Textauszug

Zunächst zeichnet sich die materialistische Weltanschauung durch ihre  Einheit  und  Konsequenz  aus. Sie führt alle Dinge auf  einen  Urgrund, auf  ein  Prinzip zurück und befriedigt durch diesen Monismus ein wesentliches Bedürfnis der Vernunft, während alle dualistischen Systeme - sei der Gegensatz, den sie an die Spitze stellen, beschaffen wie er wolle, heiße er  Geist  und  Materie  oder Natur und Geist - unbefriedigt lassen und immer wieder unwiderstehlich dazu antreiben, ein einheitliches Prinzip, aus welchem sich der Gegensatz erklären läßt, aufzusuchen. Bei zwei mit gleicher Geltung und gleicher Ursprünglichkeit einander gegenüberstehenden Weltprinzipien kann sich die Vernunft einmal nicht begnügen, sie kann weder religiöse einen ORMUZD und AHRIMAN, einen Gott und Teufel, noch philosophisch Materie und Geist oder denkende und ausgedehnte Substanz an der Spitze dulden, ohne entweder das eine der beiden entgegengesetzten Prinzipien aus dem andern oder beide aus einem höheren dritten, das beide in sich vereinigt, abzuleiten. Daher sind auch in der Geschichte der Religion und Philosophie auf dualistische Systeme immer wieder monistische gefolgt (11) oder die dualistischen Systeme machten selbst schon den Versuch, ihren an die Spitze gestellten Gegensatz in eine höhere Einheit aufzulösen. (12)

Aufgaben
1 - Prüfen Sie anhand des Textauszugs zur materialistischen Weltanschauung, ob die folgenden Aussagen zutreffen, und belegen Sie jede Antwort mit einem wörtlichen Zitat: (a) Der Monismus befriedigt ein wesentliches Bedürfnis der Vernunft. (b) Die Vernunft kann sich mit zwei gleichrangigen, gleich ursprünglichen Weltprinzipien zufriedengeben. (c) In der Geschichte von Religion und Philosophie folgten auf dualistische Systeme immer wieder monistische.
2 - Fassen Sie den Absatz des Textauszugs zur materialistischen Weltanschauung, der mit „Zunächst zeichnet sich die materialistische Weltanschauung“ beginnt, als knappe Stichpunktliste zusammen, ohne seine zentralen Aussagen zu verlieren.
3 - Führen Sie den Textauszug zur materialistischen Weltanschauung im Anschluss an seinen letzten Satz fort.

Erfasste Datensätze
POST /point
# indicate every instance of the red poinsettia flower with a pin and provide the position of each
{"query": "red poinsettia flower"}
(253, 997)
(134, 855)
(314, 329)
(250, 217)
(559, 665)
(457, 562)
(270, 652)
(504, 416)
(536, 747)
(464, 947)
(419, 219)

Lösungen
1 -
(a) Ja: „befriedigt durch diesen Monismus ein wesentliches Bedürfnis der Vernunft“
(b) Nein: „Bei zwei mit gleicher Geltung und gleicher Ursprünglichkeit einander gegenüberstehenden Weltprinzipien kann sich die Vernunft einmal nicht begnügen“
(c) Ja: „Daher sind auch in der Geschichte der Religion und Philosophie auf dualistische Systeme immer wieder monistische gefolgt“

2 -
- Die materialistische Weltanschauung zeichnet sich durch Einheit und Konsequenz aus.
- Sie führt alle Dinge auf einen Urgrund zurück, auf ein einziges Prinzip. Dieser Monismus befriedigt ein wesentliches Bedürfnis der Vernunft.
- Dualistische Systeme lassen unbefriedigt, gleich ob ihr Gegensatz Geist und Materie oder Natur und Geist heißt. Sie treiben dazu an, ein einheitliches Prinzip zu suchen, das den Gegensatz erklärt.
- Zwei gleichrangige, gleich ursprüngliche Weltprinzipien duldet die Vernunft nicht an der Spitze, weder religiös (ORMUZD und AHRIMAN, Gott und Teufel) noch philosophisch (Materie und Geist, denkende und ausgedehnte Substanz). Sie leitet entweder das eine Prinzip aus dem anderen oder beide aus einem höheren Dritten ab.
- Deshalb folgten in der Geschichte von Religion und Philosophie auf dualistische Systeme immer wieder monistische. Andernfalls versuchten die dualistischen Systeme selbst, ihren Gegensatz in eine höhere Einheit aufzulösen.

3 -
Der Materialismus ist  Monismus,  denn er erklärt alles aus dem kraftbegabten Stoff. Stoff und Kraft sind ihm nicht zwei dualistische einander gegenüberstehende, voneinander unabhängige Prinzipien, wie bei CARTESIUS die materielle und immaterielle Substanz (Denken und Ausdehnung), die eines Vermittlers bedurften, um zusammenzukommen und aufeinander einzuwirken; sondern dem Stoff sind seine eigentümlichen Kräfte als unzertrennliche Eigenschaften von Ewigkeit her innewohnend und somit entspringen alle Dinge nur aus  einem  ursprünglichen Prinzip, aus dem kraftbegabten Stoff oder kürzer aus  Stoffwirkungen.  Was gegen sich gegen diese Erklärung einwenden lasse, das werden wir später sehen. Hier sollte nur darauf aufmerksam gemacht werden, daß die materialistische Weltanschauung eine monistische ist und daß sie dadurch den Vorzug aller monistischen Systeme teilt, das Interesse der Vernunft, welches wesentlich auf Einheit gerichtet ist, zu befriedigen.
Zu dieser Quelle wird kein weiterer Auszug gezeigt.